— BEGIN Data shown —
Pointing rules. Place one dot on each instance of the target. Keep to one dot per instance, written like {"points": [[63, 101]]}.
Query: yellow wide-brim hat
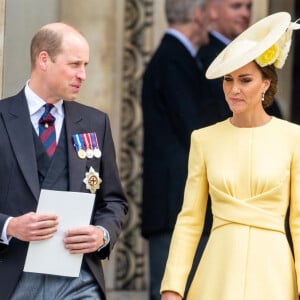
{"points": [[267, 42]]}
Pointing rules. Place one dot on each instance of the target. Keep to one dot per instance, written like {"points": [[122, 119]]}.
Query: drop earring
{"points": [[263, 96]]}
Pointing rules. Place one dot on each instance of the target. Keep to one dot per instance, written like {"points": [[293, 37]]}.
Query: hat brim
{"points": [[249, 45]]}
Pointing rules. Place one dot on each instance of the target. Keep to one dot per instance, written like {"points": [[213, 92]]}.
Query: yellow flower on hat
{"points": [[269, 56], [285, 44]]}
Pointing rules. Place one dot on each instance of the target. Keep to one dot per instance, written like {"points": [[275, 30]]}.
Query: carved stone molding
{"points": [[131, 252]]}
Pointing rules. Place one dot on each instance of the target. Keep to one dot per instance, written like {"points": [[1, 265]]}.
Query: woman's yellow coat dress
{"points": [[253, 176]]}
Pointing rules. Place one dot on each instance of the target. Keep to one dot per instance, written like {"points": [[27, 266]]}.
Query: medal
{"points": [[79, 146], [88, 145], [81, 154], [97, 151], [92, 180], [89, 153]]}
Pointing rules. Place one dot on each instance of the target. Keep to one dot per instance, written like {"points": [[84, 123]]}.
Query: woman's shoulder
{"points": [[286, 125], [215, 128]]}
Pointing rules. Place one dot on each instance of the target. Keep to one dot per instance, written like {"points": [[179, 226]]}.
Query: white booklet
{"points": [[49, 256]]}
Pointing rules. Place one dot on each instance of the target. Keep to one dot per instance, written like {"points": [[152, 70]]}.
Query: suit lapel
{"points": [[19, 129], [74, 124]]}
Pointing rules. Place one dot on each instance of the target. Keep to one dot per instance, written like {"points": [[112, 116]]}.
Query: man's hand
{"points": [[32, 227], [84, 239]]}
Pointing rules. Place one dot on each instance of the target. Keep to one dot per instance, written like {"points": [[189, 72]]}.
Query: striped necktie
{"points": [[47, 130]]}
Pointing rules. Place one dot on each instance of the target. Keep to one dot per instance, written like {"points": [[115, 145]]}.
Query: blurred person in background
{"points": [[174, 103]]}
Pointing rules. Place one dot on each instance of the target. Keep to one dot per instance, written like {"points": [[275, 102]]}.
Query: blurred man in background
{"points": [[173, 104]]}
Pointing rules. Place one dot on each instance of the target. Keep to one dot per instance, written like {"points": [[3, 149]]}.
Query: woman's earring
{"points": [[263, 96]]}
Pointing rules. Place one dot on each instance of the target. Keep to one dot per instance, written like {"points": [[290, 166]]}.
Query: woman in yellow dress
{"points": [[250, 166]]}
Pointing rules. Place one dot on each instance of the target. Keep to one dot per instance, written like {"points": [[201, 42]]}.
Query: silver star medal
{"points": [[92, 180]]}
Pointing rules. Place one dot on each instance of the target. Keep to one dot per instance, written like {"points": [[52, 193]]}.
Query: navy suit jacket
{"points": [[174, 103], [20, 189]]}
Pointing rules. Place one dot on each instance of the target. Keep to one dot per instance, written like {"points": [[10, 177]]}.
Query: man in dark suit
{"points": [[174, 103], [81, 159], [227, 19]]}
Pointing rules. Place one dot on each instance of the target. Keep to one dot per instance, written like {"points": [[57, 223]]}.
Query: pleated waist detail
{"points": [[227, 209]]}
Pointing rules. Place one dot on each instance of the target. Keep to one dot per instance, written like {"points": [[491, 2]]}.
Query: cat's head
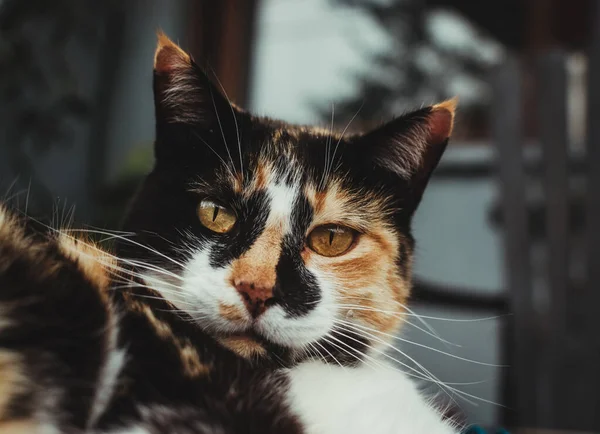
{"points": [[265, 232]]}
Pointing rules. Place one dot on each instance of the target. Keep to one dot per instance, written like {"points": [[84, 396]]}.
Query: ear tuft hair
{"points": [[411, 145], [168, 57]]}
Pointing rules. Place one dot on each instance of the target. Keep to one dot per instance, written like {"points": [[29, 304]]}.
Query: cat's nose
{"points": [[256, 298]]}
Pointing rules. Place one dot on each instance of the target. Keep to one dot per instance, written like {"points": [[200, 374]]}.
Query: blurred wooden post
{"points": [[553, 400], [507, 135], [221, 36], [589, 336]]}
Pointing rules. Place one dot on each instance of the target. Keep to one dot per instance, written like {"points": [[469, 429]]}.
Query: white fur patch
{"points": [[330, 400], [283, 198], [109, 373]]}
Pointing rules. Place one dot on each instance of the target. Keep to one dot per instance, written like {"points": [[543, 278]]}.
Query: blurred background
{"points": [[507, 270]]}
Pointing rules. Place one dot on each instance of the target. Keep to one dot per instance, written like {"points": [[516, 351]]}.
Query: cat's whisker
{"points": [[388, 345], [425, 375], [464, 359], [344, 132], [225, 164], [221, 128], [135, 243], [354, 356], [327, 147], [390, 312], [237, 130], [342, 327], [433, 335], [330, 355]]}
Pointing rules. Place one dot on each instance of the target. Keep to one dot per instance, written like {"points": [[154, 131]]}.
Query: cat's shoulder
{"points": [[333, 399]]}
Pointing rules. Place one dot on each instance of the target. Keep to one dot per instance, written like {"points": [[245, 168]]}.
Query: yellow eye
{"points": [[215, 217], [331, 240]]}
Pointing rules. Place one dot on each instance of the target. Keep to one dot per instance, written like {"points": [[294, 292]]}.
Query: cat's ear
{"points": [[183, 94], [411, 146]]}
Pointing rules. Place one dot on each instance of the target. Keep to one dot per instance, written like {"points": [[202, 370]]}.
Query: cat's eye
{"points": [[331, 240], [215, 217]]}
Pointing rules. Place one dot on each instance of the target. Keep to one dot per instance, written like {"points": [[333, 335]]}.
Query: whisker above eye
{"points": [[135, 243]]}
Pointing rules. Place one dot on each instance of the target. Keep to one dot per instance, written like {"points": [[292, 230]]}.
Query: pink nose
— END Data shown —
=== What is being asked ===
Please locate every line in the listing that contains the word "yellow" and copy each one.

=== Answer to the exercise ===
Query: yellow wide-brim hat
Query: yellow flower on hat
Query: woman's yellow coat dress
Query: woman in yellow dress
Query: yellow eye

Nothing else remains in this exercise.